Direction A.
Gather every line of the listing that contains the string "green" and copy each one out in full.

Document segment.

William Thompson Walters (May 23, 1820 – November 22, 1894) was an American businessman and art collector, whose collection formed the basis of the Walters Art Museum.

Early life and education
Walters was born on the Juniata River in Liverpool, Pennsylvania on May 23, 1820.  He was the son of the Scotch-Irish banker Henry Walters.

Walters studied civil engineering at the University of Pennsylvania.

Career
While educated as a civil engineer, he became interested in the coal and iron industry.  While directing a smelting establishment in Lycoming County, Pennsylvania, Walters produced the first iron manufactured from mineral coal in the United States.

In 1841, he moved to Baltimore, where he worked as a grain merchant and, in 1847, became a liquor wholesaler by establishing the importing firm of William T. Walters & Co.

He spent much of the American Civil War in Europe, where he studied and purchased art. After the end of the war, he returned to the United States, where he invested in banking and railroads, founding the Atlantic Coast Line. He was appointed as the United States commissioner at the Paris expositions of 1867 and 1878, and also to that at Vienna in 1873.  In the late 1880s, he took in business in the horse trade, importing Percheron horses with his partner Samuel Hopkins.

With his success in business secured, Walters turned to art collection, purchasing contemporary American and European works. During the American Civil War, he took his wife to Europe and lived in Paris. (Their children were in boarding school in the US part of the time.) They traveled widely in Europe, where Walters cultivated his interest in art, and purchased numerous additions for his collection.

Material.
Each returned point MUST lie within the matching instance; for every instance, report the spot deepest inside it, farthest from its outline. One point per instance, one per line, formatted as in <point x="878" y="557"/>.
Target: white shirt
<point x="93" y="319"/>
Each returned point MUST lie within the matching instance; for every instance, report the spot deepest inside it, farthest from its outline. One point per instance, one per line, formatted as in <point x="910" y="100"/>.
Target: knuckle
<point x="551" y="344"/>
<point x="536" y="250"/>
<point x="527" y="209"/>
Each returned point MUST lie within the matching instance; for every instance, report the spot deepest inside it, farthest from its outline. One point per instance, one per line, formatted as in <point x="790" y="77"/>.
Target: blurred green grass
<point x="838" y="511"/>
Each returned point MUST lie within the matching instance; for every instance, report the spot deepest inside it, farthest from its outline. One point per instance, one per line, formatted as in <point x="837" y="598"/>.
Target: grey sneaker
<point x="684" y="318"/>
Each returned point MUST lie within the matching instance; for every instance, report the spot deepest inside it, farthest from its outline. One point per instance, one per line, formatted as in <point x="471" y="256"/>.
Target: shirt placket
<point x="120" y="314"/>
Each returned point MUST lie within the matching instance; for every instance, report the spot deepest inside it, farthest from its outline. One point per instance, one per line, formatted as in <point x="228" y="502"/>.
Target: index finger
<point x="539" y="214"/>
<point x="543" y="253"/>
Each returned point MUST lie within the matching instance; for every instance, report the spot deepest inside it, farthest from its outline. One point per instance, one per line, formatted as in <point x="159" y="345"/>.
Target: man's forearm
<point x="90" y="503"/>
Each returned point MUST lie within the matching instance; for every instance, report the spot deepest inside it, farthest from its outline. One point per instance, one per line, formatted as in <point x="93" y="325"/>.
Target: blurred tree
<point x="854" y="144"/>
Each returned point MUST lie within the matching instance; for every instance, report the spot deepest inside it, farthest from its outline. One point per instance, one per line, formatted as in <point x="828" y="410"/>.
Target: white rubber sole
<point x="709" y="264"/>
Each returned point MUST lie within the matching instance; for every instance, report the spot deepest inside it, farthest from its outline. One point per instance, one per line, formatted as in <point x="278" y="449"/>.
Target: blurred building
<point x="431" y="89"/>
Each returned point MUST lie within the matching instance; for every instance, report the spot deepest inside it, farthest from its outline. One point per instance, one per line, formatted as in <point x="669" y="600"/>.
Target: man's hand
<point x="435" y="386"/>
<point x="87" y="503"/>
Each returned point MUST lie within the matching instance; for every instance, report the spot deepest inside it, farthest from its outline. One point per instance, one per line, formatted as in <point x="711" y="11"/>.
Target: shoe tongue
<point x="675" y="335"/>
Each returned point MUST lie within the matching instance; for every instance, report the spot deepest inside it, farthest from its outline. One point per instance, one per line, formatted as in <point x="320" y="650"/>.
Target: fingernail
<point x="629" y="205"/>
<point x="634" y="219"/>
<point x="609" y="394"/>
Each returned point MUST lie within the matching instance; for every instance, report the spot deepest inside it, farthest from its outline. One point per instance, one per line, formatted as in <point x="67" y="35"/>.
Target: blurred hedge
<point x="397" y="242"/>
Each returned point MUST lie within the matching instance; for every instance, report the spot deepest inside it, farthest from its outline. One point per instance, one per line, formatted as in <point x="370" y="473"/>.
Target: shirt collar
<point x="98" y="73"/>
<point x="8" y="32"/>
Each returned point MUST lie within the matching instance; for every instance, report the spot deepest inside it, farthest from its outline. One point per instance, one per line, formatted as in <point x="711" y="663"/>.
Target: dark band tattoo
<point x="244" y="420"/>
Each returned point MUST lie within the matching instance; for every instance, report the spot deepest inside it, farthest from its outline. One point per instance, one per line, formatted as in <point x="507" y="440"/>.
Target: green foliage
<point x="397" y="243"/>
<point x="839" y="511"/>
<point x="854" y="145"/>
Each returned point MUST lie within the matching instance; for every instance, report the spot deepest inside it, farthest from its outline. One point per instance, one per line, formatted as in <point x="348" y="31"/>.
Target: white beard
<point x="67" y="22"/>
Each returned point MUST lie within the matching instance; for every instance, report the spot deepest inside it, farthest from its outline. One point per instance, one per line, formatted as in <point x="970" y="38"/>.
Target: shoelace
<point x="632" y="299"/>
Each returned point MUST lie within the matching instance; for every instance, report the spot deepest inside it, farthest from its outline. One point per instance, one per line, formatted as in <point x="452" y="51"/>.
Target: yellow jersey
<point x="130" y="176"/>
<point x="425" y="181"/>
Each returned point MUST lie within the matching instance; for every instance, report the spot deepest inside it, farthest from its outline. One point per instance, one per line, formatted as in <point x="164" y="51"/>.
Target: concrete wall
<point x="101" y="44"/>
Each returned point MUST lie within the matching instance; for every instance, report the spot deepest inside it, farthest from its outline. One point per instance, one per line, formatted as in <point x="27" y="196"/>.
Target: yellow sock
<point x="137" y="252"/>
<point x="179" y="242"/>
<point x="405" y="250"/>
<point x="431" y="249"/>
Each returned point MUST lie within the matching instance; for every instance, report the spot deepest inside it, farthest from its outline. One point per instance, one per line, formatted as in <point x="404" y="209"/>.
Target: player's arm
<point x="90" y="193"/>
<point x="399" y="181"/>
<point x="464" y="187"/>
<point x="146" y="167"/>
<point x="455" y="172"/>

Direction B.
Answer these questions using the biography of William Thompson Walters:
(i) At which university did Walters study civil engineering?
(ii) In what year did he move to Baltimore?
(iii) What breed of horses did he import with his partner Samuel Hopkins?

Task output A.
Target: blurred green grass
Target: green foliage

Task output B.
(i) The University of Pennsylvania.
(ii) 1841.
(iii) Percheron horses.